--- start Page excerpt ---

If you would have to create a single line regex from the example given,
it would already start getting unreadable.

Already thinking how I can include this into my regex tester script. :-)

Cheers
Claudia

Jorge Campos

Hi @Alan-Kilborn,

@Claudia-Frank explained it all (thanks for that Claudia), the main feature on this functionality is “it treats every char as given, even whitespace and eol and escapes chars if needed”.

You guys should really try out this EditPlus feature, you can download the evaluation version and test it. Perhaps without a real world scenario for a guy fully familiarized with regex it is hard to imagine the benefits (as we can do it with regex). The main point is that even with knowledge in regex I still lost some time figuring it out, with this feature it would be much simpler, just copy a portion of the needed text and change very few things on it.

It is important to note that it also works without regex so if in a plain text you wan’t to search a word and replace it with a period then an enter, then a tab then some text and another enter, you just put the word on the search box and the paragraph as is (as you want it) in the replace box without need to know regex or even extended characters like \n, \t, \r, etc.

Cheers

Scott Sumner

@Jorge-Campos said:

It is important to note that it also works without regex so if in a plain text you wan’t to search a word and replace it with a period then an enter, then a tab then some text and another enter, you just put the word on the search box and the paragraph as is (as you want it) in the replace box without need to know regex or even extended characters like \n, \t, \r, etc.

That part of the discussion (especially) makes me want to recommend the techniques discussed in this thread (https://notepad-plus-plus.org/community/topic/12973/multiple-line-replacing-doesn-t-work) as a compromise – this is functionality you can have TODAY, albeit not as nice as the aforementioned user interface would be…

Jorge Campos

Hi @Scott-Sumner

As I said before, I do know how to do it with Npp. I just would like it to be easier as it is in EditPlus. :)

Alan Kilborn

@Jorge-Campos

Now that I have the true understanding, I think that @Claudia-Frank 's suggestion of modifying slightly the Python TK-user-interface script she pointed to is a really good one for this.

Or…you can feel really good about having made your feature request…and get annoyed in the coming months/years that your “really great idea” hasn’t “gone native” in Notepad++…especially when you need to do a replace operation that would really benefit from having it. :-D

Cheers!

Jorge Campos

@Alan-Kilborn

No problem, when I have the time I will try to create it myself. I suppose that I was expecting too much. Thanks for the heads up though.

--- end Page excerpt ---
--- start Recorded information ---

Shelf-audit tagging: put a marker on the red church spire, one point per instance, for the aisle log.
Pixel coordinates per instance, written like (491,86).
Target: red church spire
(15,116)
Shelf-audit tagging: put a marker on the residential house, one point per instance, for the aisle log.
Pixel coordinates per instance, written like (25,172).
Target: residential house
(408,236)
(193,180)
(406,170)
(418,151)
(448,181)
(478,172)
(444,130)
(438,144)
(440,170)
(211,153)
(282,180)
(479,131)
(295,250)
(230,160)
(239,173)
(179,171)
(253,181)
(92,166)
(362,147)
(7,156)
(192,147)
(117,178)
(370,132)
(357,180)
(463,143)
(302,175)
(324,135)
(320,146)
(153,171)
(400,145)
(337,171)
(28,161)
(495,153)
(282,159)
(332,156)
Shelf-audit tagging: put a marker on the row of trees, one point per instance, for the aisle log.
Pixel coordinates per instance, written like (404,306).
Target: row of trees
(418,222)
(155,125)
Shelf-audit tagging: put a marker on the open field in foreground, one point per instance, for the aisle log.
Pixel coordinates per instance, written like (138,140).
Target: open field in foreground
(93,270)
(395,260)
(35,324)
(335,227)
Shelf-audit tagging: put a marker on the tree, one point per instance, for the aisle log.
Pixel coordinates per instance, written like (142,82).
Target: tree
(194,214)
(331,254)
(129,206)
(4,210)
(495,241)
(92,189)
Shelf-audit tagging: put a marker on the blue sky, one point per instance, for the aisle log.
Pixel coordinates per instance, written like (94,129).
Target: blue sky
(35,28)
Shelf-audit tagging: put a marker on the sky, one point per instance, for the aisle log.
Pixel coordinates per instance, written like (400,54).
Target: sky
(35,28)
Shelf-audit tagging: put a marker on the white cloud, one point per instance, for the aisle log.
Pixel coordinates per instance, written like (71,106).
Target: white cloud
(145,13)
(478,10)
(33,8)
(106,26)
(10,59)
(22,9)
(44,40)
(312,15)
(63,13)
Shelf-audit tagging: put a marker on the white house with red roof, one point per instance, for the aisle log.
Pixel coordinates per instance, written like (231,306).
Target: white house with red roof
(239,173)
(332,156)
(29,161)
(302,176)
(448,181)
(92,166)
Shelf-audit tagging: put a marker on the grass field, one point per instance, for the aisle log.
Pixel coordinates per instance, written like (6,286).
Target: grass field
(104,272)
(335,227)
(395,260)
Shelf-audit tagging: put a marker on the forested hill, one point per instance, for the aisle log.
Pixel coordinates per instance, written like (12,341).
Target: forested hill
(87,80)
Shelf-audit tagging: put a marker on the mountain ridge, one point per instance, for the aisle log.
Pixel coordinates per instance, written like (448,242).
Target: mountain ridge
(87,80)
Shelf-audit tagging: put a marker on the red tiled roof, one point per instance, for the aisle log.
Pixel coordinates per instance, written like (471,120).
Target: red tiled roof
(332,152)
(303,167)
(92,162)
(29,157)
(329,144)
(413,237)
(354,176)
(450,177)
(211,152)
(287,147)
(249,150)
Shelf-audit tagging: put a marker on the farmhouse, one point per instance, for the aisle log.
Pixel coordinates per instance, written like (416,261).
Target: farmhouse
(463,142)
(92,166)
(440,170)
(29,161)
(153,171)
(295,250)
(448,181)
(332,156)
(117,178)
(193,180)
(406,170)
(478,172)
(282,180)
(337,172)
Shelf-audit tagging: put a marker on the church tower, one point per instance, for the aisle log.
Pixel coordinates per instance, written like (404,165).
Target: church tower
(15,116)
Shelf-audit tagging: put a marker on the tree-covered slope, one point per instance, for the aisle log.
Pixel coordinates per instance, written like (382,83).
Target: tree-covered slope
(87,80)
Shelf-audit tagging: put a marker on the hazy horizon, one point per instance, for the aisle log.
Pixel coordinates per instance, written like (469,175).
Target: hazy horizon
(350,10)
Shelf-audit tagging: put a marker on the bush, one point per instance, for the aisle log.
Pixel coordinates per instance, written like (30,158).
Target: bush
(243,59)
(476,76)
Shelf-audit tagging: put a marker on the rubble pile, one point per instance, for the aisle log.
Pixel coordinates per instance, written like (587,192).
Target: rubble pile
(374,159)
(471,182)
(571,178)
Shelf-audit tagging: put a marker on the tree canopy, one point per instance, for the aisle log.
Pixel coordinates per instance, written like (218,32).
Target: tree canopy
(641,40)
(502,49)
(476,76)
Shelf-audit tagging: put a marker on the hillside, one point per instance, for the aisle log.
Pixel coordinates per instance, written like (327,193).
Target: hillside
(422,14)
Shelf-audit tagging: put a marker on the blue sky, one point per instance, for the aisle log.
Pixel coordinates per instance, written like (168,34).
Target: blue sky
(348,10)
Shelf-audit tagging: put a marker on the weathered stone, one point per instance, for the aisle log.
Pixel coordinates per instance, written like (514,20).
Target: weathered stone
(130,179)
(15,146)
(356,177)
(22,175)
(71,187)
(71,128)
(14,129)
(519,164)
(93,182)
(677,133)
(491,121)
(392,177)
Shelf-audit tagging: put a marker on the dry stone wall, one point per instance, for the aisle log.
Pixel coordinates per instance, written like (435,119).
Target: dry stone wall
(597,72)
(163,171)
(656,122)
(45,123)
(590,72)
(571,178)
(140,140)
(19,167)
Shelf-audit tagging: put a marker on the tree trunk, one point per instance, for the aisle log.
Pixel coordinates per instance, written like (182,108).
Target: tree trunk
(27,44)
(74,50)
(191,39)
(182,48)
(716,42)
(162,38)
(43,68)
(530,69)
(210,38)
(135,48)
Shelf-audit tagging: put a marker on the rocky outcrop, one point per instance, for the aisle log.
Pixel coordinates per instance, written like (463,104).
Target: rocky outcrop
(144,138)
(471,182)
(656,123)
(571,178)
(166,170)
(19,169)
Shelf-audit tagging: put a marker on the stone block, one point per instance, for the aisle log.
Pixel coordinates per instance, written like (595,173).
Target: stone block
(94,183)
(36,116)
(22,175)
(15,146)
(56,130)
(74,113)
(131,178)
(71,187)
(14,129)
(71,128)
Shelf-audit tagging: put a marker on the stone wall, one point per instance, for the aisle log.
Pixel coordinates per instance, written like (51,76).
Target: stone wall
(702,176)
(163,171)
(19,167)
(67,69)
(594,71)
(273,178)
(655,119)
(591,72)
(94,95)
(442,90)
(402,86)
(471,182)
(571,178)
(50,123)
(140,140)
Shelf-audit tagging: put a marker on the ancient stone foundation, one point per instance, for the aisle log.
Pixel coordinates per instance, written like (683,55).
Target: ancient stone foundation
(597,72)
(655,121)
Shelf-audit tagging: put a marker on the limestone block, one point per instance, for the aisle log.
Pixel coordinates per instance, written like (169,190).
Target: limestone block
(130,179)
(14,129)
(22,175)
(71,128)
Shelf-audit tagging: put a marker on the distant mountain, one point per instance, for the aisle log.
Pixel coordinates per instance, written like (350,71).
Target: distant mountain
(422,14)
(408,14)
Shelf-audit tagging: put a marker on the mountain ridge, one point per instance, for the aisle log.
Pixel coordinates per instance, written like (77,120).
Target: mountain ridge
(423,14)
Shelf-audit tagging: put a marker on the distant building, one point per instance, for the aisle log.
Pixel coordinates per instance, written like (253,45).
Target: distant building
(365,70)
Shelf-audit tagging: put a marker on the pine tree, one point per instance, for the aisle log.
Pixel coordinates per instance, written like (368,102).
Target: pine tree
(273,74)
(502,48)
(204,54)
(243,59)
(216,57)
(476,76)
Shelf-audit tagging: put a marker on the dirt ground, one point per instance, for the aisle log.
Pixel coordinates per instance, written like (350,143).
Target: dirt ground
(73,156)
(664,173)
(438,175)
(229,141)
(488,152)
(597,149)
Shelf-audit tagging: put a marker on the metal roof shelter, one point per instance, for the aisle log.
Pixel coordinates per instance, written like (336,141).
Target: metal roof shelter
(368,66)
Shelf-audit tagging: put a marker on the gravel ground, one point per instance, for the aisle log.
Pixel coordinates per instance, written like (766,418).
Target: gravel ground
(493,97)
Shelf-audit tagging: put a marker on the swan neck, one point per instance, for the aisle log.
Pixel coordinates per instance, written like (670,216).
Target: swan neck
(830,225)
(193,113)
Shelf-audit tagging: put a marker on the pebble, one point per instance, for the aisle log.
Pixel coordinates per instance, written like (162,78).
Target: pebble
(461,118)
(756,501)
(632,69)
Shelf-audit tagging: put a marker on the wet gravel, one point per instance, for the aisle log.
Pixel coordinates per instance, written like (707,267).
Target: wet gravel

--- end Recorded information ---

### Directive 1
Please set down the forum thread word for word, from "That part of" up to and including "in EditPlus. :)".
### Directive 2
In the forum thread, what does Jorge Campos say he will do when he has the time?
The records have no connection to the forum thread.

### Written reply 1
That part of the discussion (especially) makes me want to recommend the techniques discussed in this thread (https://notepad-plus-plus.org/community/topic/12973/multiple-line-replacing-doesn-t-work) as a compromise – this is functionality you can have TODAY, albeit not as nice as the aforementioned user interface would be…

Jorge Campos

Hi @Scott-Sumner

As I said before, I do know how to do it with Npp. I just would like it to be easier as it is in EditPlus. :)

### Written reply 2
He will try to create it himself.